▶ Excerpt:
+ + + + + + +

Textbooks as NFTs: an idea whose time is gone
August 8, 2022•2,111 words
Three years ago, the powers-that-be at Pearson announced that they were moving to a "Netflix-like" subscription model for their textbook sales. This week, Pearson's CEO decided to use another tech-related term to describe his company's business model: Pearson's textbooks, he said, were going to be sold as NFTs.
There are many reasons to doubt the shelf life of this statement - chief among them being the context of it: earnings calls, and CEO comments around their companies' financial results, are usually a smoke-and-mirrors show (we'll debate an off-the-cuff remark about NFTs until the cows come home, and none of us will devote any time to analysing the actual financial results, because TL;DR).
But just in case I ever get tempted to sell any of my content as NFTs, here's a post you can then quote right back at me: a list of reasons why selling textbooks as NFTs is a no-good, super-bad idea.
Disclosure: I've worked on several digital projects related to Pearson educational products. I'm also selling my own online courses. This post is not a dig at Pearson or any other publisher - it's a critique of an idea which happened to be recently floated by Pearson, as reported above.
1. Tracking all learners, and all learning, all the time
I'll just let Andy Bird summarize what he said about his plan: "(...) technology like blockchain and NFTs allows us to participate in every sale of that particular item as it goes through its life." The important thing here is to define the word "participate". For Pearson, the thinking doesn't stop at the bottom line: sure, they make money out of every textbook sale, not just the first one. But they get so much more than just the money. They begin to know.
They now know who decides to sell the book, and who chooses to keep it. They know who buys the book next, and when. They know which books are secondary market all-stars, and which are only good for primary sales. And because they are able to connect this data with all the other data they gather, they begin to know much more.
"Who knows?" is the first key question which Shoshanna Zuboff urges us to ask in the age of Surveillance Capitalism. Say goodbye to the anonymity of paper textbooks exchanged for paper banknotes. If this works out, Pearson (or any other publisher) participates in every learning investment down the line.

+ + + + + + +

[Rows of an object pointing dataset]
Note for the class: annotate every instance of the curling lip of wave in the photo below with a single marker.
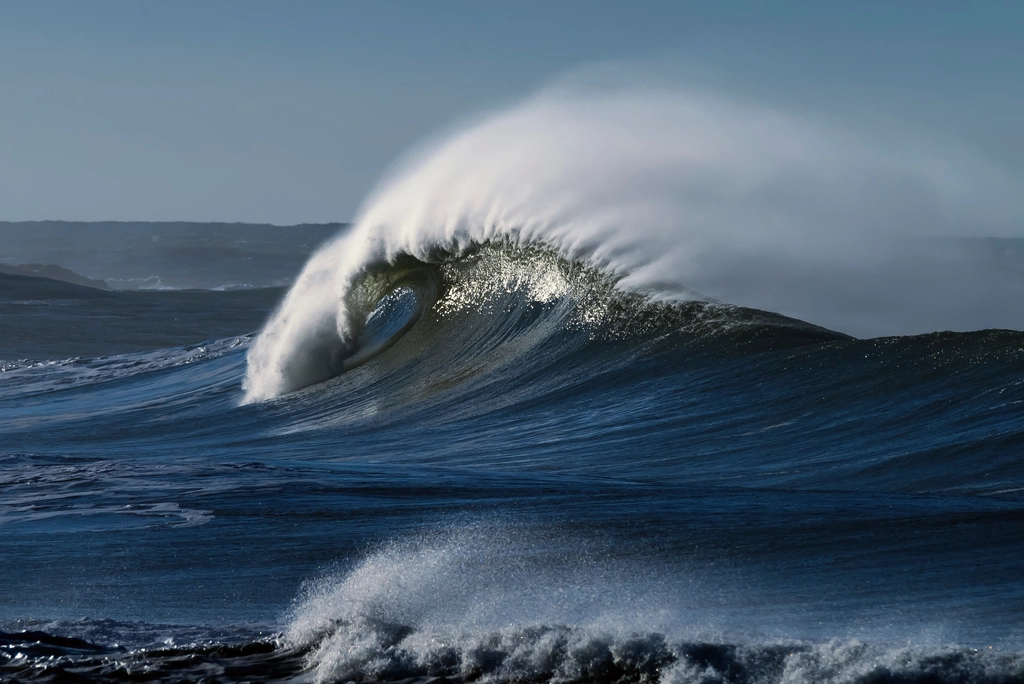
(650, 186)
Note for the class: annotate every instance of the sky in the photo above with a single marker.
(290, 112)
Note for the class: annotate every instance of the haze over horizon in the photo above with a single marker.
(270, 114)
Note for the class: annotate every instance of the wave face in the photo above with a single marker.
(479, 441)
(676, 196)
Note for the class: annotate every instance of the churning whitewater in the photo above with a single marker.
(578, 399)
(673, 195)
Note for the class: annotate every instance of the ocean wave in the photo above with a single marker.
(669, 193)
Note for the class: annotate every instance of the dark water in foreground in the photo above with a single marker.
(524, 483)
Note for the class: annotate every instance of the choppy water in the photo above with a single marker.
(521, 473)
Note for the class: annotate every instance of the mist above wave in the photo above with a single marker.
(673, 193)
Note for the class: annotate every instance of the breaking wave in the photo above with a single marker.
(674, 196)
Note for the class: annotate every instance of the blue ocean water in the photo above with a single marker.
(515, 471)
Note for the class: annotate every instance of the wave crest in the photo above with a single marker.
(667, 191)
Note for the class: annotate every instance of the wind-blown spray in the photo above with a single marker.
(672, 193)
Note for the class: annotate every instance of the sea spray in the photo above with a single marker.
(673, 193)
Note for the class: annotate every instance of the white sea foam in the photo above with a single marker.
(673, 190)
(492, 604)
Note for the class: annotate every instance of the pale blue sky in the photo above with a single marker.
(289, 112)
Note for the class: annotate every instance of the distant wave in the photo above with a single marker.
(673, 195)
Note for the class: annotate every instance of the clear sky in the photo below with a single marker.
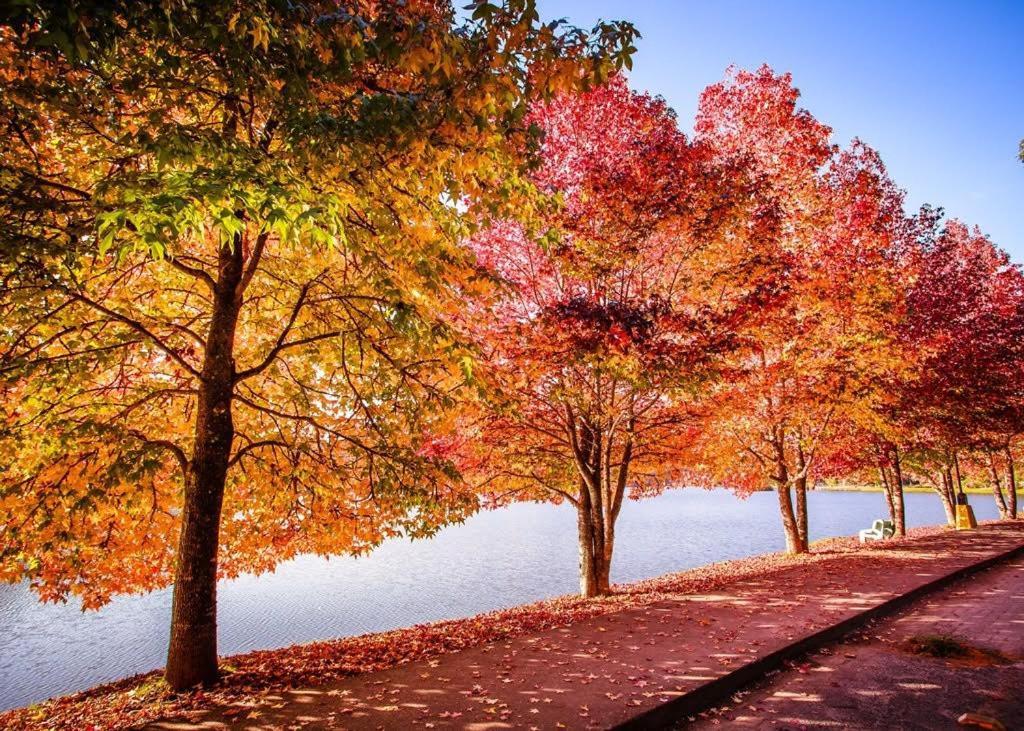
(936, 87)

+ + + + + + +

▶ What this exercise asks:
1. According to the post on textbooks as NFTs, what is the main reason to doubt how long the Pearson CEO's statement will last? Answer in one to three sentences.
2. Reproduce the post on textbooks as NFTs between "Disclosure: I've worked" and "as reported above.", inclusive.
This material has no connection to the post on textbooks as NFTs.

▶ The results:
1. The main reason is its context: the remark came on an earnings call, and such calls and CEO comments on financial results are usually a smoke-and-mirrors show. People will debate an offhand remark about NFTs endlessly while nobody spends time analyzing the actual financial results.

2.
Disclosure: I've worked on several digital projects related to Pearson educational products. I'm also selling my own online courses. This post is not a dig at Pearson or any other publisher - it's a critique of an idea which happened to be recently floated by Pearson, as reported above.